▶ TASKS TO COMPLETE
(a) In two sentences, summarize the remote working text below.
(b) Answer these questions using the remote working text below, and mark each answer to match its question:
(i) Which decree established the Remote Working Legal Framework?
(ii) What legislation on remote working existed in Angola before this decree?
(iii) In nomadic remote working, how is the employee's work location characterized?

START SUPPLIED TEXT

Presidential Decree 52/22 of 17 February was published recently to establish the Remote Working Legal Framework. The Decree regulates the performance of work done with legal subordination, usually outside the company and with the use of information and communication technologies.

The establishment and legal regulation of remote working arises from the accelerated evolution of the forms and conditions of working and of commercial activity. It is a result, in particular, of the pandemic and the consequent physical distance and social isolation. To date, there had been no legislation on this matter in Angola.

Under the new law, remote working can take one of the following forms:

  • Remote working from home - the employee works from his or her own home;
  • Remote working at a satellite office - the employee works in a place outside his or her home, or the main premises of the employer, where several other employees of the same employer may also work;
  • Remote working in community work centre - the employee works in a place shared by several organisations or professionals, including employees contracted by several employers, and even self-employed workers;
  • Nomadic remote working - the employee works in any location outside the main premises of the employer, which is not designated in advance and is not fixed.

END SUPPLIED TEXT
START MATERIAL PROVIDED

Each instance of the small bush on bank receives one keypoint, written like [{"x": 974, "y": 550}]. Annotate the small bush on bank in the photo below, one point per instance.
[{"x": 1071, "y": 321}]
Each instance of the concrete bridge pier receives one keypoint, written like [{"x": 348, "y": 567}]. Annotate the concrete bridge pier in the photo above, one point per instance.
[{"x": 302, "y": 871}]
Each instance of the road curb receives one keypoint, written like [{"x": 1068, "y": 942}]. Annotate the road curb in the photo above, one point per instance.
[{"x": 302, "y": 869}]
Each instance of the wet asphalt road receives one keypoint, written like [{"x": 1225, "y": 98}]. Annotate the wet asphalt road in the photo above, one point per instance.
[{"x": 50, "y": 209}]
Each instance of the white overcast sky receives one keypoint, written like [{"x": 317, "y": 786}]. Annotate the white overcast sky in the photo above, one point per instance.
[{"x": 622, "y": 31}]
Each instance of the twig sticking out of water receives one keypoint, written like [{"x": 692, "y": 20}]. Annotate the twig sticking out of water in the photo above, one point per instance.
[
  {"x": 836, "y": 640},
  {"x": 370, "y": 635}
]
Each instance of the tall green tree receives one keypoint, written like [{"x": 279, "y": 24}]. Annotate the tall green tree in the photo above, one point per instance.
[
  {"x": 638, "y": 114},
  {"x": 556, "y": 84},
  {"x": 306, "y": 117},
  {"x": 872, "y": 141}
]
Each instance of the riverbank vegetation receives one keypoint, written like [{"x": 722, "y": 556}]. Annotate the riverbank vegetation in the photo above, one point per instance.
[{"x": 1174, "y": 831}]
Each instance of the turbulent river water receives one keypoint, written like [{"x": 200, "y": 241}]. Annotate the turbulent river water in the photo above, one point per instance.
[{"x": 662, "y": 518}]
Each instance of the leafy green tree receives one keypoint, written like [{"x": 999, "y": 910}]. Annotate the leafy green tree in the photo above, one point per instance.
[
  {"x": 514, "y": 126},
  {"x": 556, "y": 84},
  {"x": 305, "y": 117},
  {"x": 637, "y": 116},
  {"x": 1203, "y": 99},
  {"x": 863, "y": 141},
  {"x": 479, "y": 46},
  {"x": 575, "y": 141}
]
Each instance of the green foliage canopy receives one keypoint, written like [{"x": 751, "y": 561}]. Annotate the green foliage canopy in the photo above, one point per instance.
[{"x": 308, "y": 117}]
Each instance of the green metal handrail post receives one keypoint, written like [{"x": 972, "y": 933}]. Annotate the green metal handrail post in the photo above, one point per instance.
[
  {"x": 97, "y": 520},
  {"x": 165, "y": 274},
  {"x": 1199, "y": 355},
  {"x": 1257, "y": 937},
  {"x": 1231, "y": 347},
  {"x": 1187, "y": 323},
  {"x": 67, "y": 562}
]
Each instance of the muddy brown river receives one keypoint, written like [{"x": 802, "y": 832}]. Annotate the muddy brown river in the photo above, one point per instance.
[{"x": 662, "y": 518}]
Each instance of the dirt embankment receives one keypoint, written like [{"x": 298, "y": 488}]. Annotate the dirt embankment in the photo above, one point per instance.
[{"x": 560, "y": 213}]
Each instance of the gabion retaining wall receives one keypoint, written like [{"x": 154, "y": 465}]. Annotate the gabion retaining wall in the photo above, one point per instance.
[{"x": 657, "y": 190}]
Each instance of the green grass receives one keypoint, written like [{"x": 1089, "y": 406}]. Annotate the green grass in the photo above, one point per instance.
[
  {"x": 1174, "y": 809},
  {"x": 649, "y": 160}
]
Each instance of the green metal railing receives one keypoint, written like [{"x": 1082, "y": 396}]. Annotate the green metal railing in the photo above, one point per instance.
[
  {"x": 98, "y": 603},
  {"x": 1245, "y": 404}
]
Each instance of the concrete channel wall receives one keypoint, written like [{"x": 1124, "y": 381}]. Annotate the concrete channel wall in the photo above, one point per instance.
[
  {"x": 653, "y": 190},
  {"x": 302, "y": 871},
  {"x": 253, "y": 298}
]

END MATERIAL PROVIDED

▶ LIST OF ANSWERS
(a) Presidential Decree 52/22 of 17 February establishes Angola's first Remote Working Legal Framework, which regulates subordinate work usually done outside the company with information and communication technologies, a development driven in particular by the pandemic. Under the law, remote working can take place from the employee's home, at a satellite office, in a shared community work center, or nomadically in locations that are neither fixed nor designated in advance.

(b)
(i) Presidential Decree 52/22 of 17 February.
(ii) None; there had been no legislation on the matter.
(iii) It is any location outside the employer's main premises that is neither designated in advance nor fixed.